WHAT IS EXPECTED:
Exclude any images and output the remaining records exactly.

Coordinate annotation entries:
+++++

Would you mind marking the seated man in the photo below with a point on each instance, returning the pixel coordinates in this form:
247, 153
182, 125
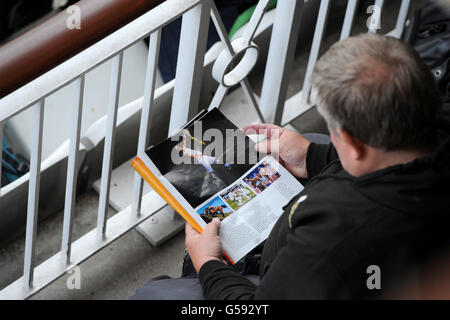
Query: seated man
376, 208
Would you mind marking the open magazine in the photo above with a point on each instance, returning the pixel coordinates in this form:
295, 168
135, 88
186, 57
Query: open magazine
210, 169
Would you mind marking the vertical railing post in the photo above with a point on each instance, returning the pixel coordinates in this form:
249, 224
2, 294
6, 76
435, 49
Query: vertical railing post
33, 194
147, 108
113, 104
191, 53
72, 170
280, 58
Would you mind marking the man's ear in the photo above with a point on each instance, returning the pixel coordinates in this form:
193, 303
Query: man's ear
355, 148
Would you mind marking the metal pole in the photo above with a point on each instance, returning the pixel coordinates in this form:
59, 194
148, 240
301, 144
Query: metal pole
33, 194
114, 92
149, 92
280, 58
72, 171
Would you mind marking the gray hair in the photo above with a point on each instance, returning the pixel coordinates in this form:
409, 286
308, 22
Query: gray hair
379, 90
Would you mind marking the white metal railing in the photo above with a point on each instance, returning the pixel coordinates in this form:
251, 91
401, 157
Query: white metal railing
195, 19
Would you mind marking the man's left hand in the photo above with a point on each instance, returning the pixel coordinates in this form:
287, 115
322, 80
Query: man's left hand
206, 246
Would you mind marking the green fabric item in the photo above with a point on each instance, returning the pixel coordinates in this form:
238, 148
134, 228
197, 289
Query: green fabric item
245, 16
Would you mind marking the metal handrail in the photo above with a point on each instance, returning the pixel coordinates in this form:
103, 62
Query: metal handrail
53, 42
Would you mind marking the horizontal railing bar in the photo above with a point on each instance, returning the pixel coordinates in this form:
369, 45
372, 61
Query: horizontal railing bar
93, 56
60, 37
33, 194
146, 113
72, 170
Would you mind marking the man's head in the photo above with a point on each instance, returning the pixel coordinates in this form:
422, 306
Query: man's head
378, 99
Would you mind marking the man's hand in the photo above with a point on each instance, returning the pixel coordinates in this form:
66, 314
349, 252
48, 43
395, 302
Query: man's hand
206, 246
289, 146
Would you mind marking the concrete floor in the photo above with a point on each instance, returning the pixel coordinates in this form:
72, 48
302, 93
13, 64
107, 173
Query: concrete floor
120, 268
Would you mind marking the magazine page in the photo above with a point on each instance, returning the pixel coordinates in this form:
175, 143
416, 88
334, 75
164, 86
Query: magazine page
212, 169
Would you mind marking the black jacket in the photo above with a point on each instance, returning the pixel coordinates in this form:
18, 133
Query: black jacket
397, 218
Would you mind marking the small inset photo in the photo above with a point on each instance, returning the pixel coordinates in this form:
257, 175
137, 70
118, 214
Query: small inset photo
238, 195
261, 177
215, 208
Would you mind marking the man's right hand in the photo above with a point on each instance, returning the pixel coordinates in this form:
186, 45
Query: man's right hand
290, 147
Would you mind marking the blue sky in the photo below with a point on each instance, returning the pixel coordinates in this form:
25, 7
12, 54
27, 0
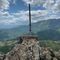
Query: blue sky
15, 12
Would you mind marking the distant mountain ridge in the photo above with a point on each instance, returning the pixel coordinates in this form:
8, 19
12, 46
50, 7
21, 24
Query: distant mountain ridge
43, 29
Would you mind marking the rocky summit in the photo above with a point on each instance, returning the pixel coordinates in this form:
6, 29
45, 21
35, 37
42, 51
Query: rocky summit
30, 49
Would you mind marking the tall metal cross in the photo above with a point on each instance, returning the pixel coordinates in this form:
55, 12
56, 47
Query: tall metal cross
30, 19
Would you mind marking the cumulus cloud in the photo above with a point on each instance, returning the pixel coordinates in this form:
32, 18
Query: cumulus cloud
51, 5
34, 2
22, 17
4, 4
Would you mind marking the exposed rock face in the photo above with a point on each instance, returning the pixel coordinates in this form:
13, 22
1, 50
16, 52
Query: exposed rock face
29, 49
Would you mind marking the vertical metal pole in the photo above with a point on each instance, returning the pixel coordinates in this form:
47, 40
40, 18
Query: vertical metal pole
29, 18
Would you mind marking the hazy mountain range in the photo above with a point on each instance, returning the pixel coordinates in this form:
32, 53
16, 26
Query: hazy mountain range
46, 30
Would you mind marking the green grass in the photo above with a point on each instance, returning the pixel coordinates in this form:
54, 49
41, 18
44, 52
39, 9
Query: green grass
55, 45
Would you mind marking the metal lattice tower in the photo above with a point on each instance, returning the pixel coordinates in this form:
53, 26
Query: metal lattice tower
30, 19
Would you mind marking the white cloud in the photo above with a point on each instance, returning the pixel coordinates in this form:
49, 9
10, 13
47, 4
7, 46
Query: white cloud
4, 4
21, 17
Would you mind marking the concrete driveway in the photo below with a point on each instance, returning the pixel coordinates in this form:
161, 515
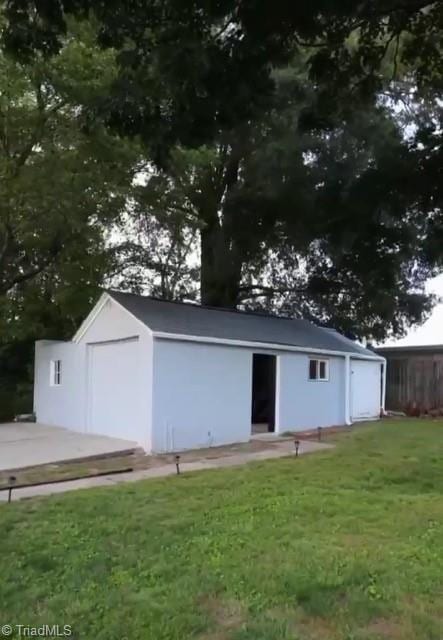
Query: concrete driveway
25, 444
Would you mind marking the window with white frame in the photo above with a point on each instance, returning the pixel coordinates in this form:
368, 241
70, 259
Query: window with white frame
56, 373
318, 369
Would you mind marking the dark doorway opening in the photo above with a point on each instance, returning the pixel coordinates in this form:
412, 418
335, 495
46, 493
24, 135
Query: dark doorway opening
263, 393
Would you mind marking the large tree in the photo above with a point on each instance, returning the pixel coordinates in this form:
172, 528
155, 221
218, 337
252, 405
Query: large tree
314, 216
59, 171
189, 68
202, 76
63, 179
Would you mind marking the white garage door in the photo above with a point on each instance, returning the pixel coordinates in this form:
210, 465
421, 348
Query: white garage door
365, 389
113, 389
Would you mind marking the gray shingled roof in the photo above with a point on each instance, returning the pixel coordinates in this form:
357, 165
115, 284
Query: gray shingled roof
194, 320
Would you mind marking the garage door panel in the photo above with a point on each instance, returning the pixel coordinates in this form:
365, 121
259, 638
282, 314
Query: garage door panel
113, 394
365, 389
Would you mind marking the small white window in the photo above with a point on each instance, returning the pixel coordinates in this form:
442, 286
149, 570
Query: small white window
56, 373
318, 369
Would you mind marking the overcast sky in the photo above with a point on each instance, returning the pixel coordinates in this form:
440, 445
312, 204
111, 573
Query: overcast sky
431, 332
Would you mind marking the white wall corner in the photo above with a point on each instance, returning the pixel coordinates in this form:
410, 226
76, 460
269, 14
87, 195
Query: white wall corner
348, 374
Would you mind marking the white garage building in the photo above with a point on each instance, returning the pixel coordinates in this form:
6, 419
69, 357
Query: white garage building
174, 376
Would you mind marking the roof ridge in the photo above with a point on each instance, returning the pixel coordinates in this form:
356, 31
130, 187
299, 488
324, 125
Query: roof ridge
262, 314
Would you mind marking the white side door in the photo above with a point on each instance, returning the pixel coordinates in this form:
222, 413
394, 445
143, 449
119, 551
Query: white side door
365, 389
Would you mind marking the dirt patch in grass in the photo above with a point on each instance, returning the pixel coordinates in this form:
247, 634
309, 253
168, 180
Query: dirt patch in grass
388, 628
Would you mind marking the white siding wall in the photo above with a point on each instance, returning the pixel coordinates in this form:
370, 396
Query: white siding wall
304, 403
67, 405
202, 395
61, 405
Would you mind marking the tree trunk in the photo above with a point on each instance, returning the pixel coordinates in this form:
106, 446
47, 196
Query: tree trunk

+++++

TASK ANSWER:
Would you mind marking the seated man in the photo below with a point on each instance, returning the pixel coordinates in this form:
247, 153
182, 125
Query: seated man
376, 208
Would you mind marking the open magazine in the photo above with a point on each instance, returning the pixel coordinates in this form:
295, 168
135, 88
186, 57
Query: open magazine
210, 169
Would you mind marking the vertical railing post in the photo above with a point on each instance, returning the pixel coordinates in this form:
249, 224
2, 294
6, 76
435, 49
Query: vertical railing post
33, 194
147, 108
113, 104
191, 53
72, 170
280, 58
Would you mind marking the man's ear in the photo above with a point on each instance, returning the pixel coordinates in this form:
193, 303
Query: man's ear
355, 148
Would you mind marking the metal pole in the photo above with a point on each instance, returning the pixel coordinates in this form:
59, 194
148, 240
301, 144
Query: metal pole
33, 194
114, 92
149, 92
280, 58
72, 171
Would you mind marking the gray hair in the photo above with a point on each instance, returning the pixel coordinates in this form:
409, 286
308, 22
Query: gray hair
379, 90
Would you mind marking the white metal railing in the photo above with a point on each instance, returning the pixel coordinates in this form:
251, 91
401, 157
Query: white metal railing
195, 19
Would you mind marking the man's left hand in the photo above with a point on each instance, returning the pixel coordinates in this form:
287, 115
322, 80
Query: man's left hand
206, 246
Would you mind marking the green fabric item in the photo above with a point on each instance, returning the pixel coordinates in this form:
238, 148
134, 228
197, 289
Query: green fabric item
245, 16
Would you mind marking the metal handrail in the photo above with a point on each instance, returning the pixel coordinates in this form:
103, 62
Query: metal handrail
53, 42
Would you mind marking the horizontal railing bar in the photo above with a point on each instance, returning the pixel coordinates in this form:
369, 45
372, 61
Query: horizontal railing bar
93, 56
60, 37
33, 194
146, 113
72, 170
Would you mind marking the man's head in the photo above with a point on each instance, returning the pixel coordinates in this form:
422, 306
Query: man's head
378, 99
Would you mind marking the man's hand in the photo above with a point on each instance, returning the pixel coordinates in this form:
66, 314
349, 252
48, 43
395, 302
Query: man's hand
206, 246
289, 146
Would you mind marking the concrete floor in the photo above with a point on each instance, returning the pixel coordinates in this form:
72, 48
302, 93
13, 64
107, 173
Query: concrete floor
120, 268
Would you mind marking the magazine page in the photo above with a point on each instance, returning the pixel coordinates in this form:
175, 143
416, 88
334, 75
164, 86
Query: magazine page
212, 169
Would you mind marking the black jacket in the photo above with a point on each instance, returning the pixel coordinates in this form:
18, 133
Query: black jacket
397, 218
Would you mind marking the small inset photo in the photo above with a point on each instance, returning the pixel coordinates in this form:
257, 175
137, 70
118, 214
Query: small inset photo
238, 195
261, 177
215, 208
Would you mind marking the man's right hand in the photo above with a point on each instance, returning the pixel coordinates in this form:
186, 45
Query: man's right hand
290, 147
Would you mind marking the blue sky in the photo below with a point on each instance, returning the pixel coordinates in this form:
25, 7
12, 54
27, 0
Query: blue sky
15, 12
Would you mind marking the distant mountain ridge in the photo above with a point on each instance, returning the pixel coordinates in this form:
8, 19
12, 46
50, 7
21, 24
Query: distant mountain ridge
43, 29
Would you mind marking the rocky summit in the photo above with a point on each instance, returning the pixel coordinates in this form:
6, 29
45, 21
35, 37
42, 51
Query: rocky summit
30, 49
Would you mind marking the tall metal cross in the photo above with a point on each instance, returning the pixel coordinates in this form:
55, 12
56, 47
Query: tall metal cross
30, 19
Would you mind marking the cumulus cloud in the photo above with a point on each instance, returning the pixel coordinates in this form:
32, 18
Query: cumulus cloud
51, 5
34, 2
22, 17
4, 4
Would you mind marking the exposed rock face in the photo above with a point on each instance, returning the pixel coordinates in this form:
13, 22
1, 50
16, 52
Query: exposed rock face
29, 49
Would you mind marking the vertical metal pole in the photo above with a point on each instance, returning the pixel coordinates in this form:
47, 40
40, 18
Query: vertical metal pole
29, 18
Would you mind marking the hazy mountain range in the photo above with a point on each instance, returning the pixel coordinates in this form:
32, 53
16, 26
Query: hazy mountain range
46, 30
Would you mind marking the green grass in the photo above with a point on each instance, returning the pixel coordinates in this form:
54, 49
41, 18
44, 52
39, 9
Query: green grass
55, 45
Would you mind marking the metal lattice tower in the photo above with a point on each instance, returning the pixel coordinates in this form:
53, 26
Query: metal lattice tower
30, 19
Would you mind marking the white cloud in the photo above with a point on each instance, returning the pixel coordinates in this form:
49, 9
10, 13
47, 4
7, 46
Query: white cloud
4, 4
21, 17
Would you mind marking the concrete driveway in the photo below with a point on each instance, returning the pixel coordinates in this form:
161, 515
Query: concrete driveway
25, 444
Would you mind marking the window with white frame in the photo above with a point on each instance, returning the pixel coordinates in this form:
368, 241
70, 259
Query: window with white frame
56, 373
318, 369
Would you mind marking the dark doorway opening in the photo above with a point on each instance, returning the pixel coordinates in this form:
412, 418
335, 495
46, 493
24, 135
Query: dark doorway opening
263, 393
Would you mind marking the large tree in the photo above with a point on each instance, returning the pixel coordinates in this form:
172, 528
155, 221
218, 337
252, 405
Query: large tree
314, 216
59, 171
189, 68
202, 76
63, 179
Would you mind marking the white garage door in the photo above with a point on each instance, returning the pixel coordinates in this form:
210, 465
421, 348
Query: white garage door
365, 389
113, 389
Would you mind marking the gray shingled roof in the photo above with a point on each instance, returning the pixel coordinates in this form:
357, 165
115, 284
Query: gray shingled roof
194, 320
Would you mind marking the garage door panel in the photo above with a point on each instance, returning the pixel coordinates in this form:
365, 121
259, 638
282, 314
Query: garage door panel
113, 394
365, 389
Would you mind marking the small white window in the photo above with a point on each instance, returning the pixel coordinates in this form:
442, 286
149, 570
Query: small white window
56, 373
318, 369
Would you mind marking the overcast sky in the photo above with a point on each instance, returning the pixel coordinates in this form:
440, 445
312, 204
111, 573
Query: overcast sky
431, 332
Would you mind marking the white wall corner in the photo above with a point on each instance, returning the pixel coordinates in this form:
410, 226
76, 460
269, 14
87, 195
Query: white wall corner
348, 374
Would you mind marking the white garage building in the photo above with a point on each instance, returning the pixel coordinates in this form:
6, 419
69, 357
Query: white garage building
174, 376
Would you mind marking the roof ridge in the photo above with a point on each instance, returning the pixel coordinates in this form:
356, 31
130, 187
299, 488
324, 125
Query: roof ridge
262, 314
Would you mind marking the white side door in the photo above with a point on each instance, returning the pixel coordinates in this form:
222, 413
394, 445
143, 449
119, 551
Query: white side door
365, 389
Would you mind marking the dirt patch in grass in the photo above with a point on each instance, returning the pixel coordinates in this form:
247, 634
309, 253
168, 180
Query: dirt patch in grass
388, 628
Would you mind marking the white siding wall in the photo above with a point on each instance, returning the pixel coordinates in this form:
370, 396
Query: white siding wall
304, 403
67, 405
202, 395
61, 405
Would you mind marking the tree trunk in the photo above with a point on each instance, returning the pixel coordinates in this form:
106, 446
47, 196
Query: tree trunk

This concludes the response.